I don't follow, it seems like you're still be hosed in this scenario. What's the difference of stopping accepting connections and rejecting queries vs crashing out? Meaningful work cannot make progress when a busy dynamic system is OOM -- which a database is a prime example of.
Best to avoid the condition, or design the client side to handle the possibility the resource could be unavailable.
Hack programming language (Facebook's php++). They are called coeffects and can range from "this is pure with no side effect" to "this can modify local members" to "this has I/O".
> Leftpad is an entirely pure, non-diverging function. And I should be able to ask my language to enforce that, ideally with trivial code. Maybe even by default.
I think you can do this in Idris with "total" functions.
In proof languages where you want a proof that a function will succeed without running it, knowing that it doesn't diverge is important.
But if you're going to do the calculation, there's no difference between an infinite loop and a loop that finishes, but will take longer than you're willing to wait. Either way, it looks like the program hung.
So in practical programming languages, I'm not sure that the "diverge" effect is useful? You still need to kill it if it hangs. If it will take a long time, returning some kind of progress indicator would be nice. Maybe writing it as an iterator would help with that?

▸ **REQUIRED WORK**:
(a) Do these statements agree with the forum excerpt? (i) Hack calls these effects coeffects. (ii) Idris offers no way to mark a function as total. (iii) In proof languages, knowing that a function does not diverge is unimportant. Answer yes or no for each, quoting the words of the forum excerpt that decide it.
(b) Count the lines in the rows that contain the string "doorway", treating uppercase and lowercase as different, and give only the number.
The forum excerpt and the rows that follow were drawn from unrelated sources.

▸ **DATA SUPPLIED**:
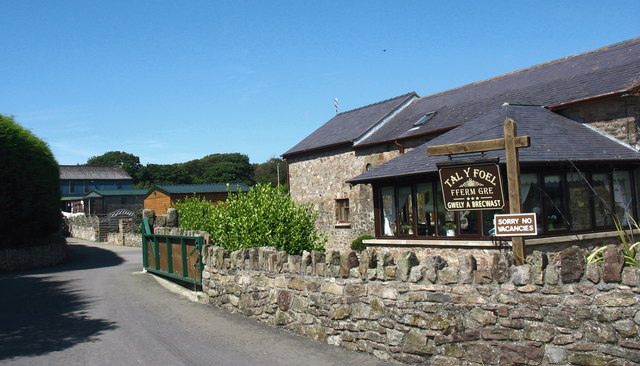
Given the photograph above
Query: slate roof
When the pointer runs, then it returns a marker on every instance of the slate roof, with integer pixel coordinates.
(118, 192)
(347, 126)
(93, 172)
(554, 138)
(200, 188)
(608, 70)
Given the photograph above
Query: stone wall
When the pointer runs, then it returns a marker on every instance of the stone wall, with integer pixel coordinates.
(319, 180)
(32, 257)
(86, 230)
(616, 116)
(545, 312)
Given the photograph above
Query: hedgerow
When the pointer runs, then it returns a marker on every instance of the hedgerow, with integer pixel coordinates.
(29, 188)
(264, 216)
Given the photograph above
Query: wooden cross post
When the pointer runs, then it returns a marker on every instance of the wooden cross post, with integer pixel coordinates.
(510, 143)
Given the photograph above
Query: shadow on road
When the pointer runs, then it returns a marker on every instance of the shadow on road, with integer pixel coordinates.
(86, 257)
(39, 314)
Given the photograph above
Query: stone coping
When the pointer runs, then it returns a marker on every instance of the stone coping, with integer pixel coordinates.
(529, 241)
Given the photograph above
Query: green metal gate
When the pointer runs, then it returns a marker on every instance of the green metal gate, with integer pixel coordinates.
(174, 256)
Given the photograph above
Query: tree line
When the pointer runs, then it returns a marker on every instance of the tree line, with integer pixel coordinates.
(214, 168)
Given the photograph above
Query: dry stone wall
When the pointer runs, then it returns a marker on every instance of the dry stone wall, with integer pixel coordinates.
(426, 311)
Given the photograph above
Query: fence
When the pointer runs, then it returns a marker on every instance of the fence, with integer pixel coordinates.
(175, 256)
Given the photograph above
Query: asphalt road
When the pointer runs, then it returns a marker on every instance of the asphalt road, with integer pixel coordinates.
(99, 308)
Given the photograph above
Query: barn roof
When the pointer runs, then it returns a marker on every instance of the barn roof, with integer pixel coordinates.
(93, 172)
(554, 139)
(346, 127)
(117, 192)
(201, 188)
(610, 70)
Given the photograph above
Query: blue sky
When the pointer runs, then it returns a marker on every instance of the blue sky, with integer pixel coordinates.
(172, 81)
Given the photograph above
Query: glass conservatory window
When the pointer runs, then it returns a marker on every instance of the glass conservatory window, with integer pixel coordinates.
(388, 211)
(405, 210)
(579, 201)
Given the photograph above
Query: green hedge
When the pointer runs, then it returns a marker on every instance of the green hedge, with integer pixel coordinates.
(265, 216)
(29, 187)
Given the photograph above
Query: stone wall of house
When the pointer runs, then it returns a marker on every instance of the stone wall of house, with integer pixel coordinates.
(16, 259)
(617, 116)
(319, 179)
(545, 312)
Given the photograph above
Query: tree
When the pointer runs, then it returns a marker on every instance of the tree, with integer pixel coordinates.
(29, 190)
(270, 171)
(226, 168)
(129, 162)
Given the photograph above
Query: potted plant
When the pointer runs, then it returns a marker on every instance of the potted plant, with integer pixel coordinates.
(450, 228)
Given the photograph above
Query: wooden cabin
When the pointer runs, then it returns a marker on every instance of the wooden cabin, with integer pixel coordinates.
(161, 197)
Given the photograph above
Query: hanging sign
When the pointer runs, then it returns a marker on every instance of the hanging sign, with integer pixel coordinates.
(515, 224)
(472, 188)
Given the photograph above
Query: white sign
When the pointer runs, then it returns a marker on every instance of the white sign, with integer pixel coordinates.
(515, 224)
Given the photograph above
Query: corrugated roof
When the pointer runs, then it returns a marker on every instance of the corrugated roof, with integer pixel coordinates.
(93, 172)
(201, 188)
(119, 192)
(348, 126)
(554, 139)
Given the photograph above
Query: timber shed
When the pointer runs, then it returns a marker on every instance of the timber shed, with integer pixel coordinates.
(161, 197)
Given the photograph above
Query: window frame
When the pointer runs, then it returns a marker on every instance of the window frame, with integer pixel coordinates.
(482, 232)
(343, 210)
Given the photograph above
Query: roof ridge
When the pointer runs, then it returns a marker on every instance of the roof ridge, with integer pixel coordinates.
(380, 102)
(604, 48)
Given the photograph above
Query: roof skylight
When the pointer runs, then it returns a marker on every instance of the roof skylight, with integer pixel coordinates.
(424, 119)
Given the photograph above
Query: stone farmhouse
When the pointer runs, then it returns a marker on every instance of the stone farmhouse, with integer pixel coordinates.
(97, 189)
(367, 170)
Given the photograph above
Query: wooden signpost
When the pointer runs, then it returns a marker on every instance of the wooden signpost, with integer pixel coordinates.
(510, 143)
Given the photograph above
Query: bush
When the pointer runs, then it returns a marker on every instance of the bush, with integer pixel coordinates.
(265, 216)
(358, 245)
(29, 188)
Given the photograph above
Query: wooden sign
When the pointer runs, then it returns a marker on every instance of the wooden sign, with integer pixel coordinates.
(510, 144)
(472, 188)
(515, 224)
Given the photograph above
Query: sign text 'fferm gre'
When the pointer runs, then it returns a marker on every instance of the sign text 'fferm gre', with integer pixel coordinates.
(515, 224)
(469, 188)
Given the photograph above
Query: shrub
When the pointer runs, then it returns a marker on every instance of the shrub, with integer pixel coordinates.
(628, 248)
(358, 245)
(264, 216)
(29, 188)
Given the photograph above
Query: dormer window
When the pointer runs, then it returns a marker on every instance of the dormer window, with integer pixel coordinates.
(424, 119)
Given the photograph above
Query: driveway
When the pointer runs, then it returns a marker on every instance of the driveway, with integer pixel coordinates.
(99, 308)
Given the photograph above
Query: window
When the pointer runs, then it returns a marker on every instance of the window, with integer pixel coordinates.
(567, 200)
(342, 210)
(424, 119)
(388, 211)
(405, 210)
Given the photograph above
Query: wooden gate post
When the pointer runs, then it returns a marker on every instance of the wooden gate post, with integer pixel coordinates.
(513, 182)
(510, 143)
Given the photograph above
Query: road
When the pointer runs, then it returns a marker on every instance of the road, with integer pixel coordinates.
(99, 308)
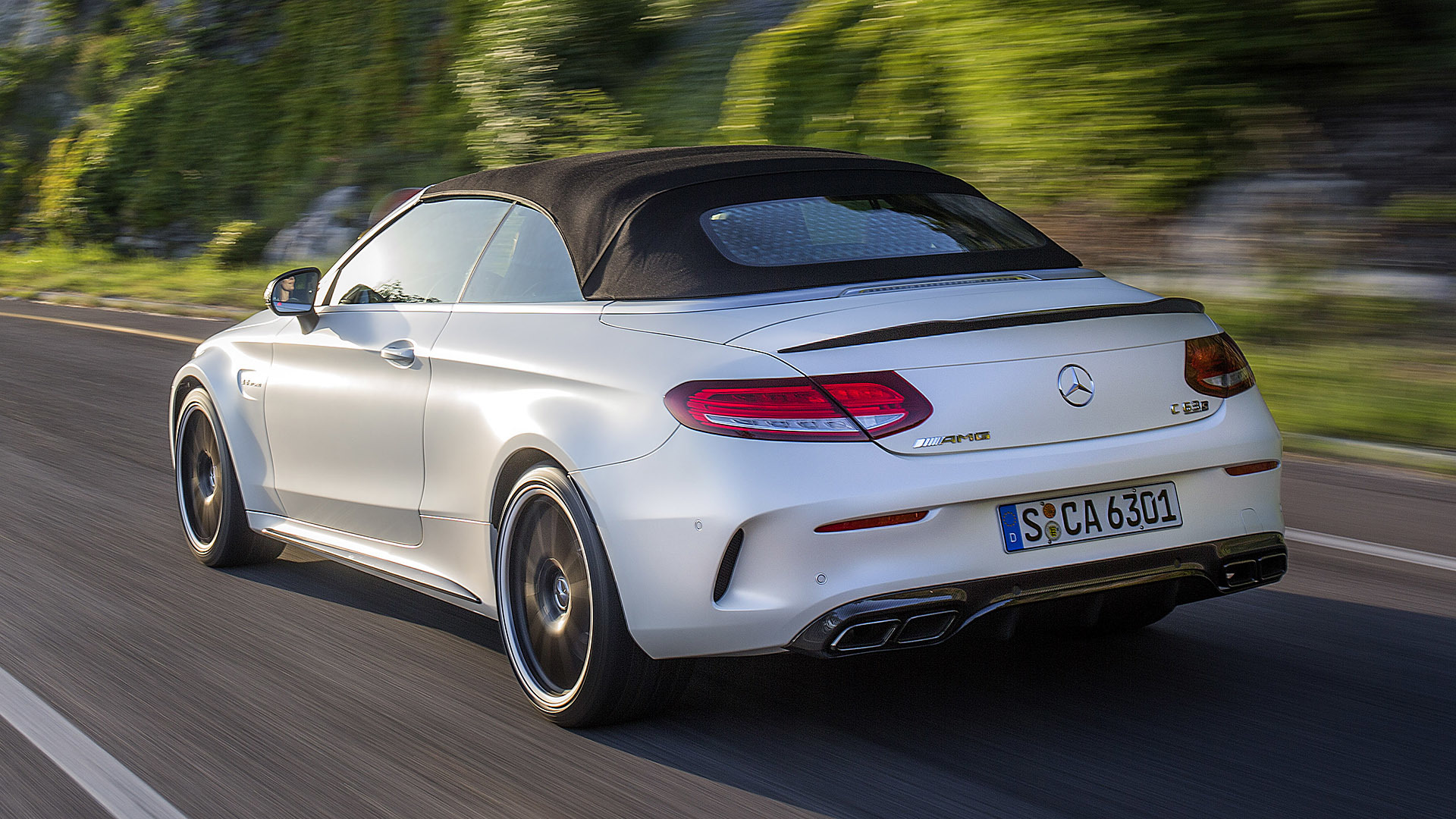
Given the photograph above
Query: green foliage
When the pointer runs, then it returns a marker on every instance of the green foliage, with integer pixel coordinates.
(147, 115)
(237, 242)
(535, 74)
(191, 127)
(1421, 207)
(1040, 101)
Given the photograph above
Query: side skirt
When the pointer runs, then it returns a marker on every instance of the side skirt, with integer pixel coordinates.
(363, 554)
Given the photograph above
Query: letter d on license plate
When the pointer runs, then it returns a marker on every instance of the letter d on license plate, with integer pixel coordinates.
(1090, 516)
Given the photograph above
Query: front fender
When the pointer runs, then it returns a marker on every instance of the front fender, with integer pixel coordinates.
(218, 366)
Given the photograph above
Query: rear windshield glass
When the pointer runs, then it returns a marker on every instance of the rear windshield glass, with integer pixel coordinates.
(836, 229)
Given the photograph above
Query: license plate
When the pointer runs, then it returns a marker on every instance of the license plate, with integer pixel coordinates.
(1090, 516)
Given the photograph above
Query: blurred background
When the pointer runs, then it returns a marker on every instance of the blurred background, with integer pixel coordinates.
(1291, 162)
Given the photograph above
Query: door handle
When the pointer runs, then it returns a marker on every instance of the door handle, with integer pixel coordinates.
(400, 353)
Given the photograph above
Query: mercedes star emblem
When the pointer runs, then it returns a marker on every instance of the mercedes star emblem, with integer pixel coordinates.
(1075, 385)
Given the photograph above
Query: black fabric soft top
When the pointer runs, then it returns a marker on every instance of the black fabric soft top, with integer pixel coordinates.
(631, 218)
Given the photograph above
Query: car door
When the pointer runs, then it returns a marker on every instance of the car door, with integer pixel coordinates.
(346, 397)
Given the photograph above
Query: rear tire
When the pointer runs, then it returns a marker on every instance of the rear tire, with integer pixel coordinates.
(212, 504)
(561, 618)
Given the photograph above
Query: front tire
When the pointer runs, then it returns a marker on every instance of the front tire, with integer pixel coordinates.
(212, 504)
(561, 620)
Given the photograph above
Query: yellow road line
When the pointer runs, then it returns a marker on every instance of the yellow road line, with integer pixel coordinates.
(111, 327)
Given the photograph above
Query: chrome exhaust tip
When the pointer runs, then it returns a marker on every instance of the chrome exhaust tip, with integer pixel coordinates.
(922, 629)
(864, 635)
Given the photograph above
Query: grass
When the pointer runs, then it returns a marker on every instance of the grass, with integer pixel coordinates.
(1366, 369)
(101, 273)
(1351, 368)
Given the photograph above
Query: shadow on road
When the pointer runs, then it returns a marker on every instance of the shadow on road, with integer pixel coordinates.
(1228, 708)
(1264, 704)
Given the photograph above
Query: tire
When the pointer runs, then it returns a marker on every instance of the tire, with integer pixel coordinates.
(209, 499)
(561, 618)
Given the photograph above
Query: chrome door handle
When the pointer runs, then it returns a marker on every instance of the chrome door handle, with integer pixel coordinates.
(400, 353)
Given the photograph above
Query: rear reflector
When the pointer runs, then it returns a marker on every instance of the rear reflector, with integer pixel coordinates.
(1215, 366)
(1251, 468)
(873, 522)
(842, 407)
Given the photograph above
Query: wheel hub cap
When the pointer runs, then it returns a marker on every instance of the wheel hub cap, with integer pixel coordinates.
(563, 594)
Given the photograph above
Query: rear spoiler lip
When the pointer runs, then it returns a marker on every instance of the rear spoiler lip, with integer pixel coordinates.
(922, 330)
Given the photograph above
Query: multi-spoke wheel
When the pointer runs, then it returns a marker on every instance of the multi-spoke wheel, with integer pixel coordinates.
(213, 513)
(561, 621)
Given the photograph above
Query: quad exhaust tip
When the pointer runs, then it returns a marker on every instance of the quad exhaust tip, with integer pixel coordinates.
(880, 632)
(1248, 572)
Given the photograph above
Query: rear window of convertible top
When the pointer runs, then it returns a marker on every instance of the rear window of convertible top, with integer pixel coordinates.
(836, 229)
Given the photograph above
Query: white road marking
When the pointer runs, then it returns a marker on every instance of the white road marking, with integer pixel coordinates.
(108, 781)
(111, 327)
(1367, 548)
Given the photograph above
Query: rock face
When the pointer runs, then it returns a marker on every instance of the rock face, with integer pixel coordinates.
(1274, 221)
(319, 234)
(25, 24)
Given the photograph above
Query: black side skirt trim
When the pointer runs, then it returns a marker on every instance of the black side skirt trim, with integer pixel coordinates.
(995, 322)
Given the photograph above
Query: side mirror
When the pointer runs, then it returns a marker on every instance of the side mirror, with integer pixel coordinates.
(293, 293)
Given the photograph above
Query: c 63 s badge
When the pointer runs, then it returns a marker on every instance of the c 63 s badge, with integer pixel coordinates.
(943, 441)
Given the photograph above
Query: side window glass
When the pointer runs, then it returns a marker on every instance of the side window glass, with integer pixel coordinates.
(424, 256)
(526, 261)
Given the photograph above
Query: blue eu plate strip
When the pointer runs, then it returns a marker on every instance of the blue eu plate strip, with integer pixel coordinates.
(1011, 528)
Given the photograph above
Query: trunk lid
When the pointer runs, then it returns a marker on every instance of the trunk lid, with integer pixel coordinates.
(989, 387)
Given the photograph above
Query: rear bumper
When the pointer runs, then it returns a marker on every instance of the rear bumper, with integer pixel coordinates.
(925, 617)
(670, 519)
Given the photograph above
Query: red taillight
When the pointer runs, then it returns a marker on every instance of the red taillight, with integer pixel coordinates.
(873, 522)
(821, 409)
(1215, 366)
(1251, 468)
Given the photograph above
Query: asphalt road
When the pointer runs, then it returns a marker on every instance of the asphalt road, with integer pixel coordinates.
(303, 689)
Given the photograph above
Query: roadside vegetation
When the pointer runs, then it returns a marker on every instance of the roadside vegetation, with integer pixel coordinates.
(202, 127)
(1337, 368)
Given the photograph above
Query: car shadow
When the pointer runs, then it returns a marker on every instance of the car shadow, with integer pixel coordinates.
(1272, 706)
(1261, 704)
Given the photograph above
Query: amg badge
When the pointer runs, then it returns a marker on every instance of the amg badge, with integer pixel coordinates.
(943, 441)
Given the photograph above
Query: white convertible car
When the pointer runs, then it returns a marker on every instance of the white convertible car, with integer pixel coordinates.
(663, 404)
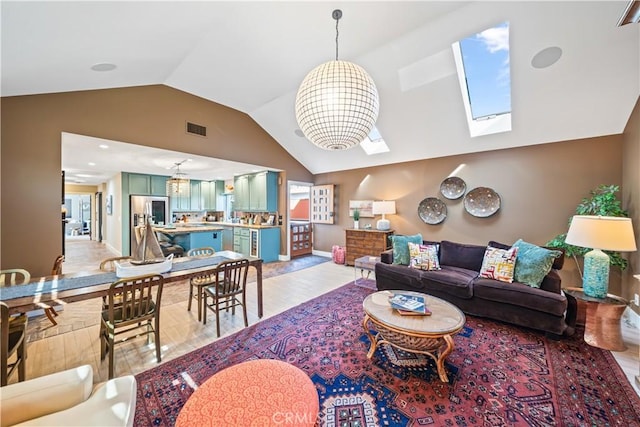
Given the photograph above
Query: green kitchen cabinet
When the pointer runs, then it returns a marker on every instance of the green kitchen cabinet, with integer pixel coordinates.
(256, 192)
(158, 185)
(263, 192)
(196, 196)
(241, 193)
(241, 240)
(139, 184)
(210, 191)
(145, 185)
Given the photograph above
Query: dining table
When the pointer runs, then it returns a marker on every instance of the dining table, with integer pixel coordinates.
(42, 292)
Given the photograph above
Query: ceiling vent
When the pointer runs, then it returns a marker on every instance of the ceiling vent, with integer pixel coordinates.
(195, 129)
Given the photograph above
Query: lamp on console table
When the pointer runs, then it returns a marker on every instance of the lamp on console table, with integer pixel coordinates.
(599, 233)
(383, 208)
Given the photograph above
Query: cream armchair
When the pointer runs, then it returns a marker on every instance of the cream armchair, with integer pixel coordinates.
(68, 398)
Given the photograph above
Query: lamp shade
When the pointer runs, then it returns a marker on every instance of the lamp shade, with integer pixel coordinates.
(385, 207)
(337, 105)
(602, 232)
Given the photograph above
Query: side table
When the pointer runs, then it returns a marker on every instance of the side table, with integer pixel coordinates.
(602, 319)
(367, 263)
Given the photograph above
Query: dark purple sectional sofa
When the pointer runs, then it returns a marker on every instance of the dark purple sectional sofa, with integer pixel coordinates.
(458, 282)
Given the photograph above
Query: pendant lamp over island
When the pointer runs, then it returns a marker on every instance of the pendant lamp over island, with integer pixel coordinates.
(337, 103)
(179, 185)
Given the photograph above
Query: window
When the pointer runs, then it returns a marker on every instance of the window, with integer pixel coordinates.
(484, 73)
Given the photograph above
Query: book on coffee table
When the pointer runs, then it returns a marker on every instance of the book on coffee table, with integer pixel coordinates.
(409, 305)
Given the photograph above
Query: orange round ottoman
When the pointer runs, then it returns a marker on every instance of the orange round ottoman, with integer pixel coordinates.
(260, 392)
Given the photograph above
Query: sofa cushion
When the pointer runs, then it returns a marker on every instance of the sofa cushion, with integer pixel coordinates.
(400, 245)
(499, 264)
(451, 280)
(520, 295)
(423, 257)
(461, 255)
(558, 263)
(533, 263)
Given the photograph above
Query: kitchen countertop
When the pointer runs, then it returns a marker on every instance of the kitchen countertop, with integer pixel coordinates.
(199, 227)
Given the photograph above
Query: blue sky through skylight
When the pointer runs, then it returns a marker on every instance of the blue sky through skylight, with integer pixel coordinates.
(486, 66)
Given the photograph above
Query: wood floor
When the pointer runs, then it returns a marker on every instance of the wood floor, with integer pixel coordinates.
(75, 340)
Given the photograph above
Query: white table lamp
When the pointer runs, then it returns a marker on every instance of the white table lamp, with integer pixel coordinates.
(599, 233)
(383, 208)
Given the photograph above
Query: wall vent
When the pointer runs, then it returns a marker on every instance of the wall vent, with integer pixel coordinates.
(196, 129)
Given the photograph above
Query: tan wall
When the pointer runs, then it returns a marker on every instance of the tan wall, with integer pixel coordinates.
(631, 200)
(149, 115)
(540, 187)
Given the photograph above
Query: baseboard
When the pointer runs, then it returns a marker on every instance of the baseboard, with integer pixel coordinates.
(35, 313)
(631, 318)
(321, 253)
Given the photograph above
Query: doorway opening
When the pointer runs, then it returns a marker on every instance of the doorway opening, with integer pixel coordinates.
(79, 216)
(300, 228)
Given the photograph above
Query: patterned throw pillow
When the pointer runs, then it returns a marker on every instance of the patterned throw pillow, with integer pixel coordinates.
(423, 257)
(400, 246)
(533, 263)
(499, 264)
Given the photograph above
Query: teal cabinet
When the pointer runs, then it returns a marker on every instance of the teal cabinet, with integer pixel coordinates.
(139, 184)
(200, 239)
(196, 196)
(145, 185)
(269, 244)
(256, 192)
(241, 193)
(158, 185)
(241, 242)
(210, 190)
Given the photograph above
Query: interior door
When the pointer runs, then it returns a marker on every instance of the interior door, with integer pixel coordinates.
(98, 217)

▸ **ANSWERS**:
(a)
(i) Yes: "They are called coeffects"
(ii) No: "I think you can do this in Idris with "total" functions."
(iii) No: "knowing that it doesn't diverge is important."

(b) 2